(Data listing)
= = =

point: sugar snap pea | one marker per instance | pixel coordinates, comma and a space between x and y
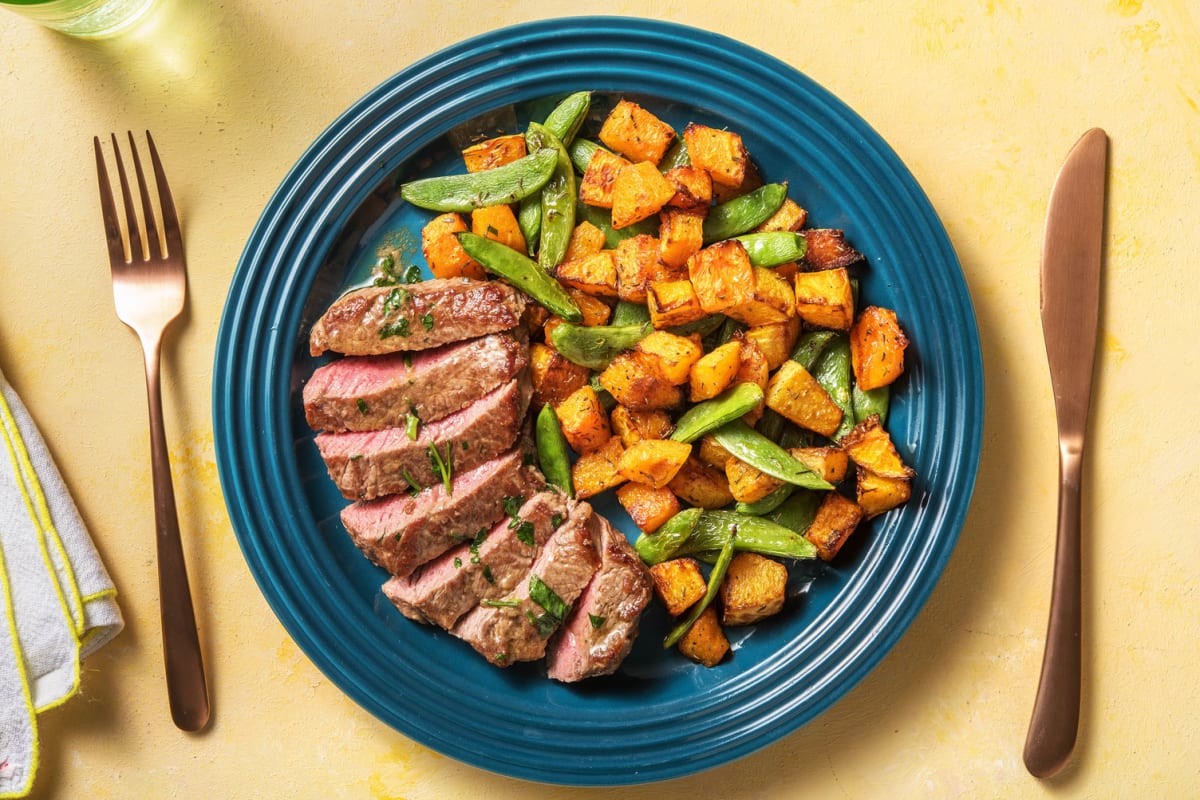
712, 414
766, 456
744, 212
557, 199
774, 247
595, 346
468, 191
522, 272
553, 456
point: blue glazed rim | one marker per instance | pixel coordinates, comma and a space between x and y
649, 722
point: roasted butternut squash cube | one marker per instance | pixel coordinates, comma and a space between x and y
879, 493
648, 506
637, 386
771, 300
672, 302
793, 392
670, 355
705, 642
499, 223
831, 463
595, 186
714, 371
594, 275
495, 152
755, 588
443, 253
721, 154
747, 483
553, 377
775, 340
828, 250
721, 276
639, 192
870, 446
825, 299
701, 485
681, 236
586, 240
694, 190
789, 216
653, 462
636, 133
678, 583
876, 348
634, 426
837, 519
583, 420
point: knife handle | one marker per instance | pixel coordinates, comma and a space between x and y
1055, 722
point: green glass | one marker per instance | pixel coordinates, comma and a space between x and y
82, 18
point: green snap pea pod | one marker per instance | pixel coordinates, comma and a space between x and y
595, 346
775, 247
568, 116
868, 402
522, 272
744, 212
810, 347
557, 199
629, 313
798, 511
714, 585
661, 545
463, 193
553, 456
768, 504
833, 373
714, 413
766, 456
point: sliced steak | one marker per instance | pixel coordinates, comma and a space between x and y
415, 317
603, 625
450, 585
371, 392
373, 463
517, 626
402, 531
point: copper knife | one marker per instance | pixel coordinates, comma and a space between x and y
1071, 293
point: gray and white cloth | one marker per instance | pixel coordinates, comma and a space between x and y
58, 603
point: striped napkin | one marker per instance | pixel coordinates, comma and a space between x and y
57, 602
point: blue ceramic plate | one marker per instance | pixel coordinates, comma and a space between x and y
660, 716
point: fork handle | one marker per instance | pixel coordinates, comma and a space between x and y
1055, 721
186, 686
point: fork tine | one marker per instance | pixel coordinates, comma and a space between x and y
131, 218
167, 205
108, 209
154, 244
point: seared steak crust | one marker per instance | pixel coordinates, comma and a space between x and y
450, 585
378, 391
370, 464
387, 319
402, 531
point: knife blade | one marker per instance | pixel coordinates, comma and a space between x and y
1072, 254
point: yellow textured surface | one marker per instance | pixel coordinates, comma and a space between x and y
982, 98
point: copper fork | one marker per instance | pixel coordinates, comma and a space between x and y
149, 288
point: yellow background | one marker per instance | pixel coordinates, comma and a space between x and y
982, 100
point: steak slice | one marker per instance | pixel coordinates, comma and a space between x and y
402, 531
604, 623
450, 585
415, 317
371, 392
517, 626
373, 463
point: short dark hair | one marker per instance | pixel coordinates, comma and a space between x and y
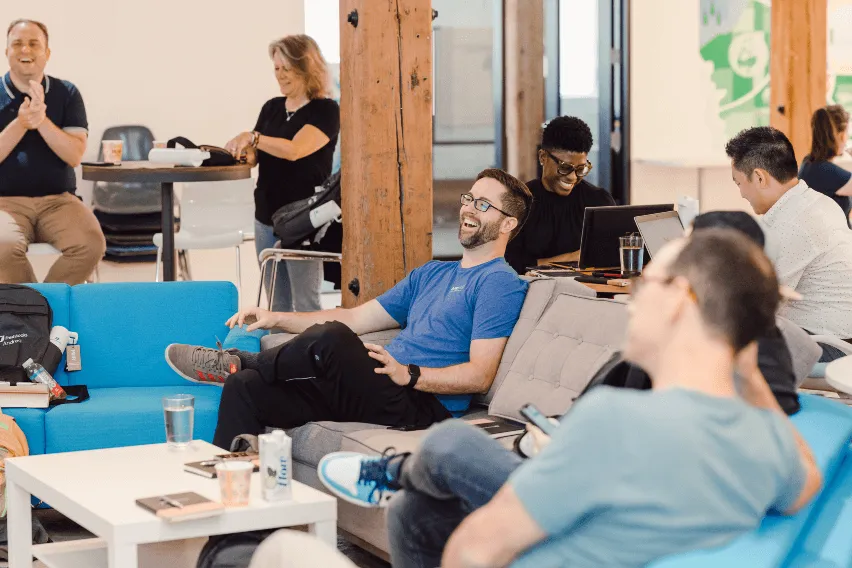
36, 23
825, 124
766, 148
734, 284
567, 133
737, 220
517, 199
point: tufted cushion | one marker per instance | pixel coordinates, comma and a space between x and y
559, 355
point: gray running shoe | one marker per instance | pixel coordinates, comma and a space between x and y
202, 364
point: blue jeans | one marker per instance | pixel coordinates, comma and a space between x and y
458, 469
297, 286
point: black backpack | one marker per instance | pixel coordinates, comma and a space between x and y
292, 222
25, 323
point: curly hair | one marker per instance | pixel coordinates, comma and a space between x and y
305, 58
567, 133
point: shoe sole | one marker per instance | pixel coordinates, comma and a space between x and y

= = =

* REQUIREMENTS *
Please echo the lines of the material above exactly as they appear, covering all of it, and leave the pictures out of your answer.

* COMPLETE RESPONSE *
point: sugar snap pea | one marker per instance | pixel coordinates, comma and a space between x and y
712, 414
766, 456
744, 212
557, 199
774, 247
595, 346
468, 191
522, 272
553, 456
point: blue glazed rim | one marker per instance | pixel coordinates, comma and a space between x and y
649, 722
point: roasted butternut squash cube | one marker per instance | pixel coordinates, comma and a space between x and y
879, 493
648, 506
637, 386
771, 300
672, 302
793, 392
670, 355
705, 642
499, 223
831, 463
595, 186
714, 371
594, 275
495, 152
755, 588
443, 253
721, 154
747, 483
553, 377
775, 340
828, 250
721, 276
639, 192
870, 446
825, 299
701, 485
681, 236
586, 240
694, 190
789, 216
653, 462
636, 133
678, 583
876, 348
634, 426
837, 519
583, 420
point: knife handle | one marker per instance | pixel coordinates, comma and a space between x and y
1055, 722
point: green glass | one marker per instance | pixel coordinates, comma and a space between x and y
82, 18
point: green snap pea pod | one marker per instance | pixel coordinates, comma and a space between x and y
595, 346
775, 247
568, 116
868, 402
522, 272
744, 212
810, 347
557, 199
629, 313
798, 511
714, 585
661, 545
463, 193
553, 456
768, 504
833, 373
714, 413
766, 456
point: sliced steak | one marker per instance | pixel coordinates, comma and a space between x and y
415, 317
603, 625
450, 585
371, 392
373, 463
517, 626
402, 531
point: copper knife | one marker per instance | pixel coordinates, comma and a space between x and y
1071, 293
point: gray and white cloth | one marker per instance | pixel coordinates, comma and a space between x and y
58, 603
point: striped napkin | one marker per instance | pixel coordinates, comma and a space between x and y
57, 602
point: blue ceramic plate | one marker per instance | pixel coordinates, comma and a space between x and y
660, 716
point: fork handle | one marker per instance | pixel coordinates, comma and a space between x and y
1055, 721
186, 686
point: fork tine | one marker per instance | pixel coordinates, comma and a space between x and y
131, 218
167, 205
108, 209
154, 244
point: seared steak crust | one marker per instance | pixel coordinates, comma and a space between x and y
450, 585
378, 391
370, 464
387, 319
402, 531
point: knife blade | one marker per instance | pixel coordinates, comma and a space between x and y
1072, 254
point: yellow textured surface | one marker per instance | pixel coordinates, comma and a space between x and y
982, 98
point: copper fork | one marker per instance | pixel coordinates, comma and a space between x and y
149, 288
point: yellow background | one marker per instance | pixel coordinates, comma and a space between x and y
982, 100
point: steak slice | one marker per instance | pixel coordinates, comma and a space between x and y
402, 531
604, 623
450, 585
415, 317
371, 392
517, 626
373, 463
point: short dark hair | one marker per instance | pixel coordinates, comma and a space between x and y
36, 23
825, 124
766, 148
734, 284
567, 133
737, 220
517, 199
point: tufted cushion | one marker per instance | pixel coordinates, comma and a space between x and y
559, 355
point: gray running shoe | one marker per instance | pixel coordinates, comma and a space between x and y
202, 364
point: blue jeans | one marker per instance | pixel coordinates, comma and a space between x and y
458, 469
297, 286
point: black backpack | one marker per instance | pixel coordinates, comma and a space between x and y
292, 222
25, 323
point: curly hair | one marker per instance | pixel coordinates, comma and a space between x and y
305, 58
567, 133
point: shoe sole | one marker per instance | pixel coordinates, comma and a space between x and y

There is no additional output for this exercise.